Task list:
a – Name every resource that the hydroponic testing room article says a testing environment means dedicating.
b – According to the hydroponic testing room article, why are most growers afraid of change?
c – In the hydroponic testing room article, print the passage starting with "Five reasons why" and going on through "you going forward.".

Reading text:
....

Five reasons why a dedicated hydroponic testing room is a great idea

Most commercial hydroponic setups completely lack testing environments. The most common reason for this is that commercial crops are meant to produce revenue and a testing environment means dedicating space, time and money into something that might not be as productive as the rest of the production facility. Furthermore a testing room implies that you will need to create a completely independent setup and hire someone who knows how to do research in order to ensure it is both adequate and fruitful. Although many people believe this not to be worth it today I want to talk about the five most important reasons why I consider that a testing room is something incredibly useful to have as a part of your commercial growing facility and why getting one will probably pay off greatly for you going forward.

Testing product changes. Perhaps the first and most direct benefit to having a testing room is to ensure you can test product changes. It may be the case that your supplier for some particular fertilizer product or additive has ran out and you now want to test a new product to replace it. It may also be that you want to test how a product does compared to what you generally use but you don’t know if it does better or worse. Most growers are afraid of change because making facility-wide changes that won’t work could have huge financial consequences. A testing room ensures you can test safely and then roll-out changes slowly without having to risk your entire crop cycle to find out.

Optimizing what you currently have. Change is very rare across commercial facilities because growers understandably want to preserve their current results, even if some better results by making some change would be possible. This constraints growers from making incremental changes that might make their crops significantly more productive. By having a testing room you can optimize the setup you already have by making adequate research into optimizing things such as environmental or nutritional factors.

....

Data section:
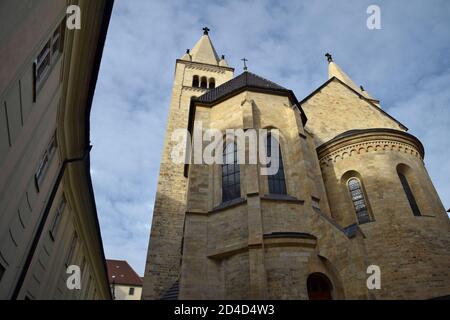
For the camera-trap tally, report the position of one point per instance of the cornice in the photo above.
(369, 140)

....

Answers per task:
a – Space, time, and money.

b – Facility-wide changes that don't work could have huge financial consequences.

c –
Five reasons why a dedicated hydroponic testing room is a great idea

Most commercial hydroponic setups completely lack testing environments. The most common reason for this is that commercial crops are meant to produce revenue and a testing environment means dedicating space, time and money into something that might not be as productive as the rest of the production facility. Furthermore a testing room implies that you will need to create a completely independent setup and hire someone who knows how to do research in order to ensure it is both adequate and fruitful. Although many people believe this not to be worth it today I want to talk about the five most important reasons why I consider that a testing room is something incredibly useful to have as a part of your commercial growing facility and why getting one will probably pay off greatly for you going forward.